:: 本文 ::
変数には数値などを格納することができ、この変数同士を使い計算などを行うことができます。
Pythonの変数の型とは
変数には、整数や文字列など様々な種類のデータを格納することができます。
変数は格納されるデータの種類によって型の名前が変わります。
例えば、整数という種類のデータを変数に格納した場合、その変数は「整数型の変数」または「int型の変数」と呼ばれるようになります。
英語で整数のことを「integer」と書くので、その先頭3文字からint型となっています。
プログラミング言語は、「動的型付け言語」と「静的型付け言語」に分かれており、Pythonは動的型付け言語です。
静的型付け言語の場合、変数の初期化時に必ず変数の型を指定する必要がありますが、Pythonなどの動的型付け言語の場合は自動的に型が決定されるため、変数の型を指定する必要がありません。
しかし型という概念はプログラミングにとって非常に重要なので確認していきます。

上記の図を見てください。int型の変数には数字の100を格納することができますが、文字のAを格納することはできません。char型には文字のAを格納することができます。
このように、変数は型によって格納できるデータが異なります。
※本来であれば自分で型を指定する必要があるのですが、Pythonは自動で型を決定してくれます。自分では型を指定しませんが、内部的には変数のイメージ図のように型が設定されています。
変数には種類があり、型(種類)を指定してあげることで変数に格納できるものが変化します。
- 変数には種類がある
- 変数の型を指定することで格納できるデータの種類が変わる
以下の表はPythonの変数の型の一例です。
| 種類 | データ型 | サイズ | 値の範囲 |
| 文字列 | str | ∞ | ∞(利用可能メモリサイズ) |
| 整数型 | int | ∞ | ∞(利用可能メモリサイズ) |
| 浮動小数点型 | float | 8 | 4.94065645841246544e-324~1.79769313486231570e+308 |
- str(ストリング)型:str型の変数には「こんにちは」などの文字列を格納することができる変数の型です。
- int(イント)型:int型は整数型なので、11、334、9428などのように小数点などを含まない数値を格納することが出来る変数の型です。
- float(フロート)型:float型は浮動小数点型なので、2.5、0.009などの小数点が含まれる数値を格納することが出来る変数の型です。
Pythonの変数名の付け方のルール
- 変数名にはアルファベット、数字、_(アンダーバー)を使用できる
num_1- 一文字目に数字は使用できない
1num- 大文字と小文字は区別される
num
Num- 予約語(Pythonに登録されている単語のこと)は使用できない
| 予約語一覧 | ||||
| False | None | True | and | as |
| assert | async | await | break | class |
| continue | def | del | elif | else |
| except | finally | for | from | global |
| if | import | in | is | lambda |
| nonlocal | not | or | pass | raise |
| return | try | while | with | yield |
予約語で変数を宣言するとエラーになります。予約語以外の単語をしようするようにしましょう。

:: 作業の指示 ::
上の本文によると、int型という名前は何に由来していますか。

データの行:
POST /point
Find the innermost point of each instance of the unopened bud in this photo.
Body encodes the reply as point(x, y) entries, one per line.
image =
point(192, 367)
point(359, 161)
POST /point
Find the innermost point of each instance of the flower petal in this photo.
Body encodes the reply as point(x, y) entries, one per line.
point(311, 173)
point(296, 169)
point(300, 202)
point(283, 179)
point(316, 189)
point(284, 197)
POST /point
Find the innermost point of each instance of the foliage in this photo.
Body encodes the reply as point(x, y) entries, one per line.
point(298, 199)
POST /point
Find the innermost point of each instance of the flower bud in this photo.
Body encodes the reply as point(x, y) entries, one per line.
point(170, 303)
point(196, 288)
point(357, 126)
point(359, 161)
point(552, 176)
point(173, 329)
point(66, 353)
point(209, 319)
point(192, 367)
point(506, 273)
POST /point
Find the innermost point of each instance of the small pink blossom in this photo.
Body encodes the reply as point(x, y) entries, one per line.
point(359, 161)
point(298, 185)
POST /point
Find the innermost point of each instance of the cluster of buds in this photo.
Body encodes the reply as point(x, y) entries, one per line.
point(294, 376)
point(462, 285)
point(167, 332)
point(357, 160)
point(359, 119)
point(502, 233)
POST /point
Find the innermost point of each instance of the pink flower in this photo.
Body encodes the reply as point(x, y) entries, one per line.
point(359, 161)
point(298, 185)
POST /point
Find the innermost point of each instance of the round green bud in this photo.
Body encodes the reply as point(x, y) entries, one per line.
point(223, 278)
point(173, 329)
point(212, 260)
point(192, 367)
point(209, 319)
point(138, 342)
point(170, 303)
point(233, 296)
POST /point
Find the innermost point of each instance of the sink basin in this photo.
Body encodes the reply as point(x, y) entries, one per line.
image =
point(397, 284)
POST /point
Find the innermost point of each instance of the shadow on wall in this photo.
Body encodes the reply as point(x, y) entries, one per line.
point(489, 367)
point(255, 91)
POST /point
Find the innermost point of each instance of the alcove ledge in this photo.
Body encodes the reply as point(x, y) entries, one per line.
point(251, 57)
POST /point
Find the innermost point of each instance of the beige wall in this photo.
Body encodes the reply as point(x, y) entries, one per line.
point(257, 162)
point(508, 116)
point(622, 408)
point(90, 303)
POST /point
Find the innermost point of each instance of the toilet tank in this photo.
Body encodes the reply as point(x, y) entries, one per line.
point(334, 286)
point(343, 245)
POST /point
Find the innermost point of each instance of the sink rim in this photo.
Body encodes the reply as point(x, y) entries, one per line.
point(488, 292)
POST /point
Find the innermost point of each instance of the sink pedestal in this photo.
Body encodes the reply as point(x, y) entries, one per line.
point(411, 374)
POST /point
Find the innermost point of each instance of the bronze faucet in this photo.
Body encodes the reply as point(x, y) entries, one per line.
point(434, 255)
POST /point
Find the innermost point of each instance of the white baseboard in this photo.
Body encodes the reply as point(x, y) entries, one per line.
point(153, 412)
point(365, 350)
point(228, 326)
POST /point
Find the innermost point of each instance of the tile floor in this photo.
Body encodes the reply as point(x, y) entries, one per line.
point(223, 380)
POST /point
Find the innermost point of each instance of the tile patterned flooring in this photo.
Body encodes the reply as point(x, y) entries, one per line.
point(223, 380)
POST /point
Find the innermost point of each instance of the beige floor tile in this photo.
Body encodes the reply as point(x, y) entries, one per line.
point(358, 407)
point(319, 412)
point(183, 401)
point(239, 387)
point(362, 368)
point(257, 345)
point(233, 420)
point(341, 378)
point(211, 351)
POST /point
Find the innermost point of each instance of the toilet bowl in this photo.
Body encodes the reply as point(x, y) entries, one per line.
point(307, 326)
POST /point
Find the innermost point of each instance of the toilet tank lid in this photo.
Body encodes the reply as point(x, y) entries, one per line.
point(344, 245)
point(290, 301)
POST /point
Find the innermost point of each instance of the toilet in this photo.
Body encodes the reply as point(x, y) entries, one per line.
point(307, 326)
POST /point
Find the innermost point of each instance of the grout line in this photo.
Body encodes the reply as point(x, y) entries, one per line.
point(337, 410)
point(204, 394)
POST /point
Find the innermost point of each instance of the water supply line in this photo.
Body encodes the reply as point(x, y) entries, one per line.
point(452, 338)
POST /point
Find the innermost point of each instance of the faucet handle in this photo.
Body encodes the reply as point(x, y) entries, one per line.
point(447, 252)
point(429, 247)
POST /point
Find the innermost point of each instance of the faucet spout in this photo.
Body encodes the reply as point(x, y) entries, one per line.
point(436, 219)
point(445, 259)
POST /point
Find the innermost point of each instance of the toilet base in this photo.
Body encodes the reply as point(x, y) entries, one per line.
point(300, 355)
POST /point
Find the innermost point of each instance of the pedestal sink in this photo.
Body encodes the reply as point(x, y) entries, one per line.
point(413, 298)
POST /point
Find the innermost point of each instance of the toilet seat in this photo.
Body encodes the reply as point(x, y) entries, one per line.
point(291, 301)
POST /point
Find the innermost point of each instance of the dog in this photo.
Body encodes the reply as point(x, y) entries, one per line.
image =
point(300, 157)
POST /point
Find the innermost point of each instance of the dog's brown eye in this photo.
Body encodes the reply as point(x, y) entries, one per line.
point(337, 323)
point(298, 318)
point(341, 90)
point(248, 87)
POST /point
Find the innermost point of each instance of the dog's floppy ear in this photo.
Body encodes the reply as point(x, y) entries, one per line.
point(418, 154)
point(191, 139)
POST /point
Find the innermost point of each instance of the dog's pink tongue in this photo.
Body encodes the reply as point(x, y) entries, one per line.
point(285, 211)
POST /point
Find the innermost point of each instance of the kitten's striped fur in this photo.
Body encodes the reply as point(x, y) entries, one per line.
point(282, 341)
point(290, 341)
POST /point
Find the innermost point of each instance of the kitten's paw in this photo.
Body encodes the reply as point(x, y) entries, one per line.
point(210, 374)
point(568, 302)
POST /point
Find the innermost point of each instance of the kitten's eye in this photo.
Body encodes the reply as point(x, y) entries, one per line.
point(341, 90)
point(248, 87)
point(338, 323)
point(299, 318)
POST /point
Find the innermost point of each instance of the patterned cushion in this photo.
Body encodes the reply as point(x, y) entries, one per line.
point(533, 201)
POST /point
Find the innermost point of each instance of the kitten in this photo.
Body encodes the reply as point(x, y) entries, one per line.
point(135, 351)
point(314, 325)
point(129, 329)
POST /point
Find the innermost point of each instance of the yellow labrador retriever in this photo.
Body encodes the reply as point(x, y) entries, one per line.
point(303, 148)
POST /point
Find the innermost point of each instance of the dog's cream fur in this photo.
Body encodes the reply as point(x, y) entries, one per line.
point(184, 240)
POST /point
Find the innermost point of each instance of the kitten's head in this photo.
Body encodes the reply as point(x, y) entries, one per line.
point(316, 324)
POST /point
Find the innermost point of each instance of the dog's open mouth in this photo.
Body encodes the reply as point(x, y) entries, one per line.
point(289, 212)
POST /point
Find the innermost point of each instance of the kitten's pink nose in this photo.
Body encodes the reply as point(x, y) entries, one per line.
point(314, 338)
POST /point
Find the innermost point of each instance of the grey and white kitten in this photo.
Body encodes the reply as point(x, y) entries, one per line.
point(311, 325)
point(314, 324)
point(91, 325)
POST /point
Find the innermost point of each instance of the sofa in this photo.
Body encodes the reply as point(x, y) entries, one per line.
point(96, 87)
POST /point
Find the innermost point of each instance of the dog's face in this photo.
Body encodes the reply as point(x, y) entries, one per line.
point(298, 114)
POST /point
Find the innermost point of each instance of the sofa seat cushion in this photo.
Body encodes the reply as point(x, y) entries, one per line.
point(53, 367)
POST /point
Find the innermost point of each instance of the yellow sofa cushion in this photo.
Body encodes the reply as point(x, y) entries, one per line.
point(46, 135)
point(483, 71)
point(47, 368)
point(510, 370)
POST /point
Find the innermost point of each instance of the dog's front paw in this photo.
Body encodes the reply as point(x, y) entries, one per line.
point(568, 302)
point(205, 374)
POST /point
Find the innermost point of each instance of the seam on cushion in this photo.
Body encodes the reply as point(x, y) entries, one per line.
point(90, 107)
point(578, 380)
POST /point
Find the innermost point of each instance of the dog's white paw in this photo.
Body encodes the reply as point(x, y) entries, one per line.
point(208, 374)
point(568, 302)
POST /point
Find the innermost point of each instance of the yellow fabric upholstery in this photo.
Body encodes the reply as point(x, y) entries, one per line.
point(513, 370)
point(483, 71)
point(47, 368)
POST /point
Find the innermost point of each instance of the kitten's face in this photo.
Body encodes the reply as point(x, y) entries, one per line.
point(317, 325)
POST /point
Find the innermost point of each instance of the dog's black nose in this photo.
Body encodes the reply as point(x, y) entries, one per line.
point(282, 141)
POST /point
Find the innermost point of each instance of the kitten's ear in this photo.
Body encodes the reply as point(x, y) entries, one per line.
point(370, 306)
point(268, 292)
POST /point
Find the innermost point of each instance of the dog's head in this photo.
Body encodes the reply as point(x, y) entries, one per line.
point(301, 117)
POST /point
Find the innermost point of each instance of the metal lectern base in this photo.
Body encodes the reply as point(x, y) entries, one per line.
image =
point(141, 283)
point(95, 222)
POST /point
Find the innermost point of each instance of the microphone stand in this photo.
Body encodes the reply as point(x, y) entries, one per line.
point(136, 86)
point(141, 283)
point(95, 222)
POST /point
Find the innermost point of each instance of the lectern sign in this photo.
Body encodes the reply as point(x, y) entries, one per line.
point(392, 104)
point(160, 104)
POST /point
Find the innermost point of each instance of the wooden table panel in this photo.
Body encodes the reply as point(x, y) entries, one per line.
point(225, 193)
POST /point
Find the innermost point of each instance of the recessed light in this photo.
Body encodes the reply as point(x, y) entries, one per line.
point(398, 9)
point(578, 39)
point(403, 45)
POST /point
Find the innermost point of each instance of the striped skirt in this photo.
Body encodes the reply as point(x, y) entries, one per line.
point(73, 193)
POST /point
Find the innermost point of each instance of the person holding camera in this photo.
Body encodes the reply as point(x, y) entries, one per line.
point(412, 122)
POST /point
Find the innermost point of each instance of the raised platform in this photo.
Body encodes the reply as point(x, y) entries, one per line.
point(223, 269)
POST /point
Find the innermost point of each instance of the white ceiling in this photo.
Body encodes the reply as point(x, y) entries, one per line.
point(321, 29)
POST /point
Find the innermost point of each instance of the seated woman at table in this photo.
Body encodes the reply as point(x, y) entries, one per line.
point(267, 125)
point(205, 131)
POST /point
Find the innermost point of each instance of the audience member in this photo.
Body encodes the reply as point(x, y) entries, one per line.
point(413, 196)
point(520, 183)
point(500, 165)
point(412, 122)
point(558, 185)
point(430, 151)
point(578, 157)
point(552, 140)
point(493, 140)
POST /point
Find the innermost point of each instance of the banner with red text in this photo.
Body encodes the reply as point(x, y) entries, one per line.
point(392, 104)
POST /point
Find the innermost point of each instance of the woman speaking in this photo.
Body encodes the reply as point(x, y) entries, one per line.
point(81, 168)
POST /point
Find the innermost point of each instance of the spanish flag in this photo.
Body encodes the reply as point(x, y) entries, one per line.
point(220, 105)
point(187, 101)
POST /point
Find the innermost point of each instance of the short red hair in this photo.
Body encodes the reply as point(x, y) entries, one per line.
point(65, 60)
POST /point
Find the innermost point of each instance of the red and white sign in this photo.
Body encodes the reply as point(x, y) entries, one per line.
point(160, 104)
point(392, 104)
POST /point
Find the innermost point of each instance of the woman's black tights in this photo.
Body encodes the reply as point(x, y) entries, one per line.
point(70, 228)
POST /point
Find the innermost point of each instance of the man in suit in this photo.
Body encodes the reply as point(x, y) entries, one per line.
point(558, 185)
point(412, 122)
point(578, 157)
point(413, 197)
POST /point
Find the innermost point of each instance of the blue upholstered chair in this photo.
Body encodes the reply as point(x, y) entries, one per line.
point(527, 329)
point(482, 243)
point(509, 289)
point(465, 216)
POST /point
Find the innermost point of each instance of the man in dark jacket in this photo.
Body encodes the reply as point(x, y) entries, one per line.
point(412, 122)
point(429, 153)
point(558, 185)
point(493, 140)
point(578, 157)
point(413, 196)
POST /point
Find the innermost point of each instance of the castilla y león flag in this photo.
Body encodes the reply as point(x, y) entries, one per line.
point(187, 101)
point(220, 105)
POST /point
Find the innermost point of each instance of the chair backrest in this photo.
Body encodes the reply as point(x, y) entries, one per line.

:: 解答 ::
英語で整数を表す「integer」の先頭3文字に由来しています。